--- Raw records ---

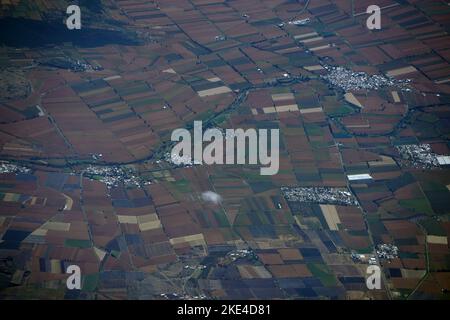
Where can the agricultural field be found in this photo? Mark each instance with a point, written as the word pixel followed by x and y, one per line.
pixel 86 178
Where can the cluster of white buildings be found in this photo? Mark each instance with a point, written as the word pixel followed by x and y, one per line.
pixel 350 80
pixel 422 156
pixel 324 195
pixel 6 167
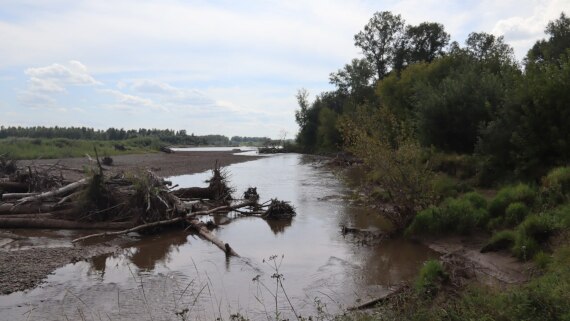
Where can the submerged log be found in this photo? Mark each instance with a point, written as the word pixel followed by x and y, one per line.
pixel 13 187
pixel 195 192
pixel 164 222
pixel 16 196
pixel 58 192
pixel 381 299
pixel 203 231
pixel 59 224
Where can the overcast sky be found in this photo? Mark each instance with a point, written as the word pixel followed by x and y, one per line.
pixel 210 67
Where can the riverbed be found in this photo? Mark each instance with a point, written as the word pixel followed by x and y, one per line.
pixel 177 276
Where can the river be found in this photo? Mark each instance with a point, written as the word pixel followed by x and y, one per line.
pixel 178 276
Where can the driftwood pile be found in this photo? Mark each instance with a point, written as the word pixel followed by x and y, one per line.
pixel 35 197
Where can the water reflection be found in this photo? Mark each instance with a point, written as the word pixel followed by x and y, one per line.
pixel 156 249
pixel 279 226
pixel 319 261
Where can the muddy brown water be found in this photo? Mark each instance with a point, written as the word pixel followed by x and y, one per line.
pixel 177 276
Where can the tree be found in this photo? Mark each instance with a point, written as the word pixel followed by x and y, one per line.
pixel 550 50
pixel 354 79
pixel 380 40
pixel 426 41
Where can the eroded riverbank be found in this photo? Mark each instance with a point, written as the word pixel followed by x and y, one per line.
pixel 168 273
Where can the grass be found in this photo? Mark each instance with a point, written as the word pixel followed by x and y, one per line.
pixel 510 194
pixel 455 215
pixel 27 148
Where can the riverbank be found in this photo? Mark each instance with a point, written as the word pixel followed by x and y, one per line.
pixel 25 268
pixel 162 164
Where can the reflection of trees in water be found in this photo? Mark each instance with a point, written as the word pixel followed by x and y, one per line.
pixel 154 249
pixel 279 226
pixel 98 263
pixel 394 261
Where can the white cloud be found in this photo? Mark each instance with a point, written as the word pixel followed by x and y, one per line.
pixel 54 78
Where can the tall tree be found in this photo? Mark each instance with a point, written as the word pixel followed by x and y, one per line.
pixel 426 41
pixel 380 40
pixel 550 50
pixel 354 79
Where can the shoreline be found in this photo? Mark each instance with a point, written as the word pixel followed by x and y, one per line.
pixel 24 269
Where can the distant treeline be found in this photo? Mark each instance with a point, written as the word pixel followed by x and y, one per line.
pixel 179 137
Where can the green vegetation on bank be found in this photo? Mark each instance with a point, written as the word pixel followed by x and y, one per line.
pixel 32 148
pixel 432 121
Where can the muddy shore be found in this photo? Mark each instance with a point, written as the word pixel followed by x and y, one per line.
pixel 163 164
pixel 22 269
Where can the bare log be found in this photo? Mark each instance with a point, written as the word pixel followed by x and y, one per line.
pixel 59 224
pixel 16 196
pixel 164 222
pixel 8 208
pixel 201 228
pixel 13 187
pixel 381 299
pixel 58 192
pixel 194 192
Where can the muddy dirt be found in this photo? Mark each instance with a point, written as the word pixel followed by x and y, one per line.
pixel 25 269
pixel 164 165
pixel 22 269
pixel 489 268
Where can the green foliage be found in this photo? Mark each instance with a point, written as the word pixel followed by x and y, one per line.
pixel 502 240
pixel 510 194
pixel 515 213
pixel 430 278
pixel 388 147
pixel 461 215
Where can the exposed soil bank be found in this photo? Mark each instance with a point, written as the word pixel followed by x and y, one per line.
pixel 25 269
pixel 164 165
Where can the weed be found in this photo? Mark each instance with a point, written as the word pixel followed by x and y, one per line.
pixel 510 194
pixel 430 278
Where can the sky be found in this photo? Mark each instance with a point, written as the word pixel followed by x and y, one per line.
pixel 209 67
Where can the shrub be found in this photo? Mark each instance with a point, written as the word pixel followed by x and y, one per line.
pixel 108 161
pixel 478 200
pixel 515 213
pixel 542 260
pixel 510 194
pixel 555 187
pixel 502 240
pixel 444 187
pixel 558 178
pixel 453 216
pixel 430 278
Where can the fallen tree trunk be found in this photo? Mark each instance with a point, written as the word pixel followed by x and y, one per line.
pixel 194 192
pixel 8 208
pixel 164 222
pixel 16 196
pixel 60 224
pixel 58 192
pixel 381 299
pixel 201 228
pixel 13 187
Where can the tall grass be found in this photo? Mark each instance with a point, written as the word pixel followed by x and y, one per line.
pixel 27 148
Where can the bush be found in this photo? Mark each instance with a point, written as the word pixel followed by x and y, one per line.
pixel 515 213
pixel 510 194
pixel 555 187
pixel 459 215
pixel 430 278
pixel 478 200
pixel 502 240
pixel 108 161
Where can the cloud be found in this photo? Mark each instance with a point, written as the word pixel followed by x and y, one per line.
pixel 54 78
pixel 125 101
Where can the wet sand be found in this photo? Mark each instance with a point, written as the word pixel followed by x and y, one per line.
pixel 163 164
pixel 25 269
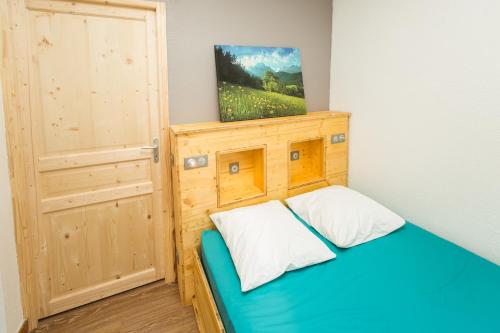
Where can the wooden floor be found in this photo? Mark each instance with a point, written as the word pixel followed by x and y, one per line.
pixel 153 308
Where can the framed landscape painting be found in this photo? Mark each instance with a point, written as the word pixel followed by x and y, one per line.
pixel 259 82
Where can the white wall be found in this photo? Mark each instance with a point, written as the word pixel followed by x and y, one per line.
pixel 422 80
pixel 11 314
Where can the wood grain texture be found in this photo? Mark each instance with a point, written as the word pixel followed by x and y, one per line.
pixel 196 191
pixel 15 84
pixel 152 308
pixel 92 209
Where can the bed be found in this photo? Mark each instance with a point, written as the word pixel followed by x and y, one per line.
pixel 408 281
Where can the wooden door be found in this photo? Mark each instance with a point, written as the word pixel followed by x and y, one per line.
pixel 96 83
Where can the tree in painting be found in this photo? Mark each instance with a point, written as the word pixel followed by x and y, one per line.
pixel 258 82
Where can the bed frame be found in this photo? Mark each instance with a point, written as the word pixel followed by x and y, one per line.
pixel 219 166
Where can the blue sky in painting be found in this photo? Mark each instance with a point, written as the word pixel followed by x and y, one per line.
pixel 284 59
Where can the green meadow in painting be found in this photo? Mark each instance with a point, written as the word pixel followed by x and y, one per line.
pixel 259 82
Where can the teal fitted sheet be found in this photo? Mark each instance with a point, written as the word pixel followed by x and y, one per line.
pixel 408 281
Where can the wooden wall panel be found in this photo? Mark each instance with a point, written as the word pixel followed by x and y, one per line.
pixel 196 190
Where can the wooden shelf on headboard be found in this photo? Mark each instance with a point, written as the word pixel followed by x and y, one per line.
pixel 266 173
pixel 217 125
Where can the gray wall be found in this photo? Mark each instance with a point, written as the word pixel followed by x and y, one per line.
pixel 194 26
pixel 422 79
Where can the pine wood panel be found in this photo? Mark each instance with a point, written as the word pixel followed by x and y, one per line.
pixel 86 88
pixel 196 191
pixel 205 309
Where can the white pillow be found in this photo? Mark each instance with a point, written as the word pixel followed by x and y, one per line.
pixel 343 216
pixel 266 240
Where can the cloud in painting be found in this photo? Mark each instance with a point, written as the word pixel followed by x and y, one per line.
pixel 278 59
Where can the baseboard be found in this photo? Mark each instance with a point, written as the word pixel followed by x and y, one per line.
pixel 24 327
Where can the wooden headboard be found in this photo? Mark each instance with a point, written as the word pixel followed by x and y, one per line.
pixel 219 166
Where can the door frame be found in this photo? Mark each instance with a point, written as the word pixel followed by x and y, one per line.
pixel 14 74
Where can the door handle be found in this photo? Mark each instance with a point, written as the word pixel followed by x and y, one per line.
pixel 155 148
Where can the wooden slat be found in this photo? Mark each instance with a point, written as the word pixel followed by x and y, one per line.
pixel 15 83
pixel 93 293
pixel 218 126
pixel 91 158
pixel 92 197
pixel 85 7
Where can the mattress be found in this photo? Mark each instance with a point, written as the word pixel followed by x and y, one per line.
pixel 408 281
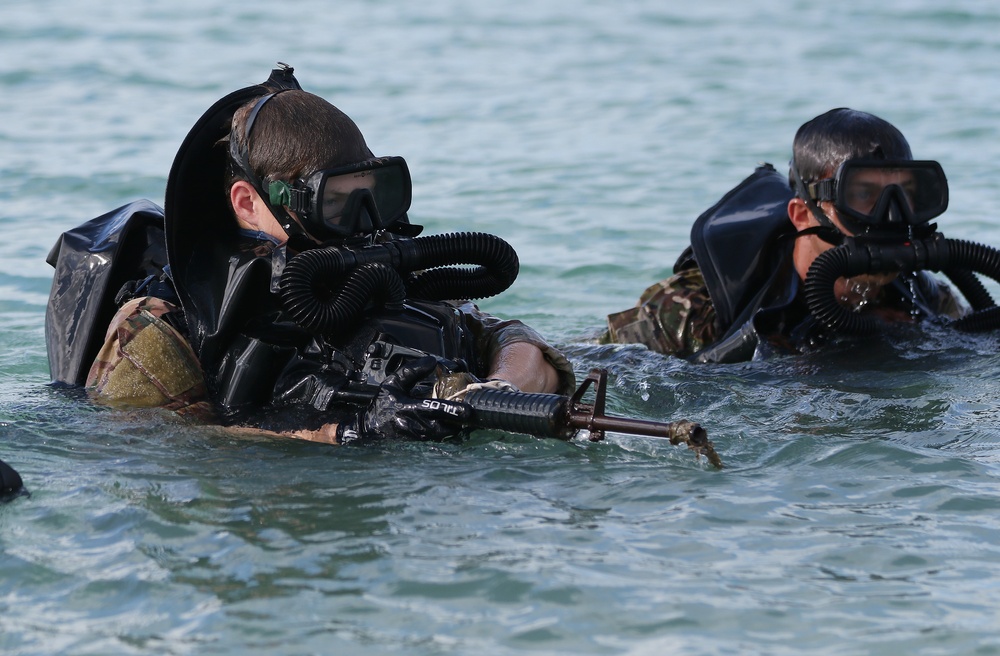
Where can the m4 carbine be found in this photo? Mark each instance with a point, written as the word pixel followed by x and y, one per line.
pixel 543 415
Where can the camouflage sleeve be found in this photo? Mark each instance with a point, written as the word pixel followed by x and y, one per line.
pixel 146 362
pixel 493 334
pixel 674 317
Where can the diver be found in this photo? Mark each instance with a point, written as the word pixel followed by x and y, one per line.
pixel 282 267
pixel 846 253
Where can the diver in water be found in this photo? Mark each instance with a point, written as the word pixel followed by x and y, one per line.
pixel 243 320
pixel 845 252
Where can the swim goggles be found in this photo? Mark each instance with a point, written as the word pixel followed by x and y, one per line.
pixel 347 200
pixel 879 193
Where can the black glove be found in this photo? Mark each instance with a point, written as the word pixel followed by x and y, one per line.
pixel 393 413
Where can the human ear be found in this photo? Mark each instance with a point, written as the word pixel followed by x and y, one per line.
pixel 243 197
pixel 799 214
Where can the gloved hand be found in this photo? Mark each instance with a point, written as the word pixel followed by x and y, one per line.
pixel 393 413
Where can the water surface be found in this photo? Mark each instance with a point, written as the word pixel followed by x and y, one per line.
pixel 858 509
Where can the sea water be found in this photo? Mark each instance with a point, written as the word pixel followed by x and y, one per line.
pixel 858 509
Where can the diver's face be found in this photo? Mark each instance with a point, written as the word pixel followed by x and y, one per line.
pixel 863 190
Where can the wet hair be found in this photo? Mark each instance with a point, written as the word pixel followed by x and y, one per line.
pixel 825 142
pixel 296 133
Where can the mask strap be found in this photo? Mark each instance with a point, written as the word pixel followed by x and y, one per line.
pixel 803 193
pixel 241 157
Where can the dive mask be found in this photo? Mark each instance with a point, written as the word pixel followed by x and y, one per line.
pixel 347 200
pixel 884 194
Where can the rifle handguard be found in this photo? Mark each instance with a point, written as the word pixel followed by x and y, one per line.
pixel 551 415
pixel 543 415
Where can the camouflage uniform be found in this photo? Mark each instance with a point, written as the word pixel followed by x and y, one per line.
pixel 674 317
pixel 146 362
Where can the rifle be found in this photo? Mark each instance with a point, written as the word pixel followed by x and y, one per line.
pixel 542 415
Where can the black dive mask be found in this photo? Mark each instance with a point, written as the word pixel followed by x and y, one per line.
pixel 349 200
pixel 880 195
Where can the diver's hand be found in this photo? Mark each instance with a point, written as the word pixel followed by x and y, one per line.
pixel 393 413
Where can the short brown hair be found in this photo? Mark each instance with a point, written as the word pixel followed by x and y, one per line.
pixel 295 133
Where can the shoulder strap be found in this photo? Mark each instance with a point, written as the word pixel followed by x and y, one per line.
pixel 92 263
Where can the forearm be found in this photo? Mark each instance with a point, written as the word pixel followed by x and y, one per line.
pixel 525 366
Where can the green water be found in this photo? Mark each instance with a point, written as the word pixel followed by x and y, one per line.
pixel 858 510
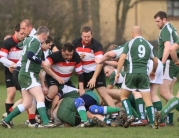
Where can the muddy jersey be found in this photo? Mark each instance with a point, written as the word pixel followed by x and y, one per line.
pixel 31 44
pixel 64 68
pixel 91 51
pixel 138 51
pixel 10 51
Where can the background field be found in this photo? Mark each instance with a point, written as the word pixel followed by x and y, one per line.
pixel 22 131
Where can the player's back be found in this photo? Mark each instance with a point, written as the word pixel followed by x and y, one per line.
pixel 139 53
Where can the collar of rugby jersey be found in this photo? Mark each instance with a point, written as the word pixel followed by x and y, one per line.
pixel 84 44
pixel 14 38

---

Beginning with the line that contains "Where can the black dive" and ending with the last line of the data above, output those lines exactly and nothing more, without any pictures.

Where can the black dive mask be found in this photo? Mark each instance with a point, written as the word pixel followed by x and y, one per line.
pixel 349 200
pixel 880 195
Where can the diver's hand be found in this photo? Mark each instance with a point, written as the word pixel followed by x and y, one per line.
pixel 393 413
Where can the short brown hair be found in this photo? Mark each instance with a point, written as the word pixel followed by x and y, one per line.
pixel 295 133
Where can the shoulder strap be found in this photo? Mark each instance with a point, written as the word pixel followed by x and y, one per line.
pixel 92 263
Where can the forearm be found in this photo? Mark each instance with a point, written as the word pixel followed by x and y, one per line.
pixel 525 366
Where can the green water be found in this photo? Mark each instance with a point, written as the word pixel followed by x and y, one per line.
pixel 858 510
Where can the muddy jersey be found in this photo? Mark each instance with a point, written as the word pixel followed by x and y, one per line.
pixel 31 44
pixel 64 68
pixel 91 51
pixel 138 51
pixel 10 51
Where can the background field be found in this photo? Mark each instance with a point, written as the word pixel followed by x and y, one per line.
pixel 22 131
Where can the player's back be found in this photo? Mark each instance with a point, written as the word pixel followed by x and y, one per line.
pixel 139 53
Where can the collar of rugby jersey be found in this photo? Mark each instance with a point, written as the word pixel followed by x and y, one per line.
pixel 84 44
pixel 14 38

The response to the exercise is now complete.